Analisis menggunakan data BPS 2023 dari 34 provinsi di Indonesia dengan variabel:
Sumber Data: - Data IPM BPS - Data Angka Harapan Hidup - Data APM SMA - Data TPP SMA
# Install dan load packages
if (!require("pacman")) install.packages("pacman")
pacman::p_load(
readr, dplyr, ggplot2, tidyr, stats, car,
broom, GGally, ggcorrplot, performance,
kableExtra, reshape2, lmtest, nortest
)
blue_main <- "#1976d2"
blue_soft <- "#bbdefb"
blue_dark <- "#1565c0"
theme_set(
theme_minimal(base_size = 13) +
theme(
plot.title = element_text(face = "bold", color = blue_dark, size = 14),
plot.subtitle = element_text(color = "gray40", size = 11),
axis.title = element_text(color = blue_dark),
panel.grid.minor = element_blank()
)
)
# Set working directory (sesuaikan dengan lokasi file Anda)
# setwd("D:/DOWNLOAD/tugas 2 data sains/tugas 2")
# Import data
ipm <- read_delim("IPM.csv", delim = ";", trim_ws = TRUE, show_col_types = FALSE)
ahh <- read_delim("AHH.csv", delim = ";", trim_ws = TRUE, show_col_types = FALSE)
apm_sma <- read_delim("APM SMA.csv", delim = ";", trim_ws = TRUE, show_col_types = FALSE)
tpp <- read_delim("TPP.csv", delim = ";", trim_ws = TRUE, show_col_types = FALSE)
cat("✓ Data berhasil diimport\n")
## ✓ Data berhasil diimport
# Merge semua dataset
key_col <- colnames(ipm)[1]
Data <- ipm %>%
left_join(ahh, by = key_col) %>%
left_join(apm_sma, by = key_col) %>%
left_join(tpp, by = key_col)

• • • • • • •

_YANG HARUS DIKERJAKAN:_ Salin ulang dengan tepat bagian kutipan analisis data BPS di atas yang dibuka dengan kata-kata berisi "# Import data" dan ditutup dengan "left_join(tpp, by = key_col)".

_DATA:_
• • • • • • •

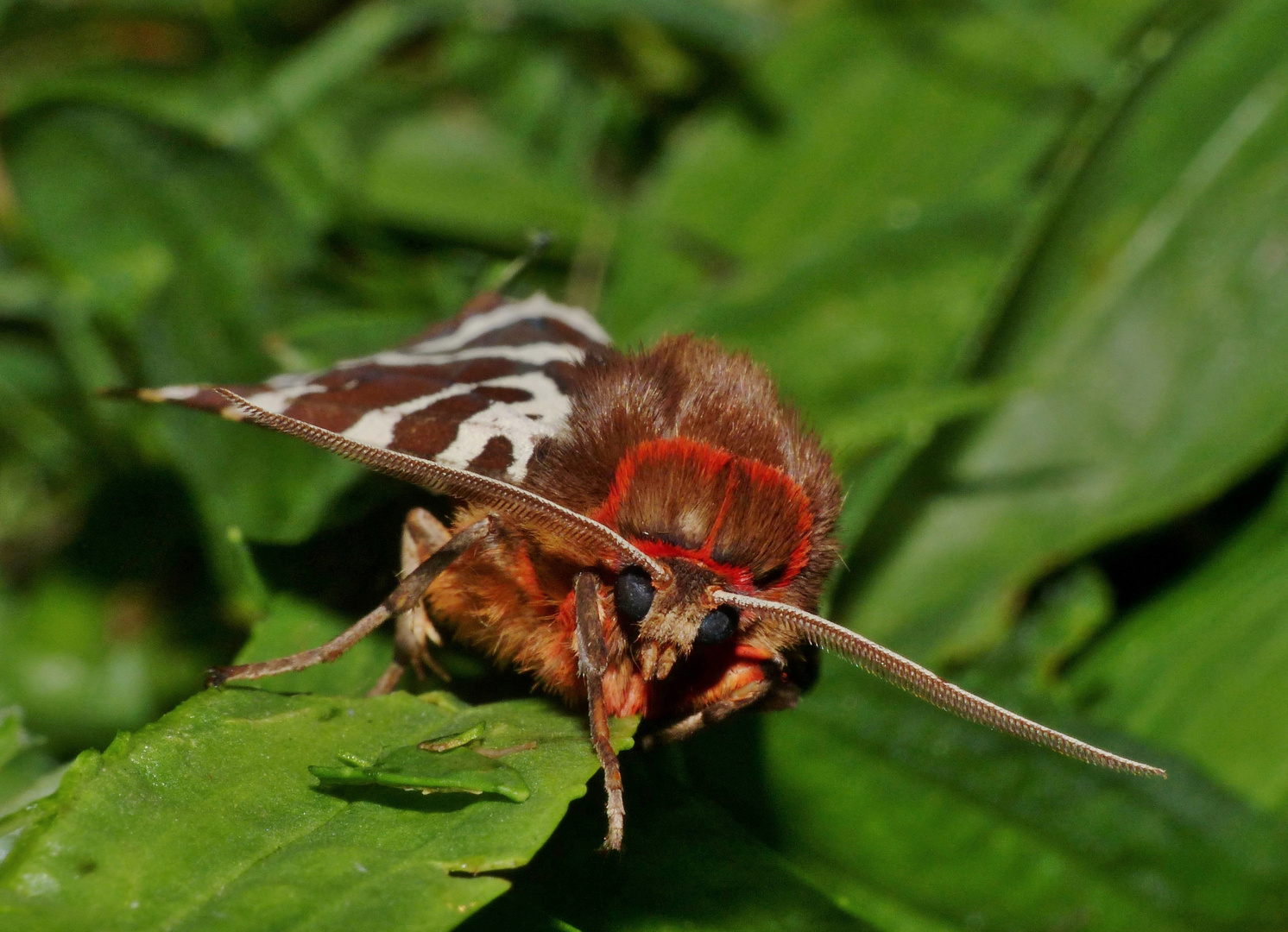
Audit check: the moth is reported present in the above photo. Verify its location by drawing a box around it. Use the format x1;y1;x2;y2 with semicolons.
139;293;1165;848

• • • • • • •

_HASIL LATIHAN:_
# Import data
ipm <- read_delim("IPM.csv", delim = ";", trim_ws = TRUE, show_col_types = FALSE)
ahh <- read_delim("AHH.csv", delim = ";", trim_ws = TRUE, show_col_types = FALSE)
apm_sma <- read_delim("APM SMA.csv", delim = ";", trim_ws = TRUE, show_col_types = FALSE)
tpp <- read_delim("TPP.csv", delim = ";", trim_ws = TRUE, show_col_types = FALSE)
cat("✓ Data berhasil diimport\n")
## ✓ Data berhasil diimport
# Merge semua dataset
key_col <- colnames(ipm)[1]
Data <- ipm %>%
left_join(ahh, by = key_col) %>%
left_join(apm_sma, by = key_col) %>%
left_join(tpp, by = key_col)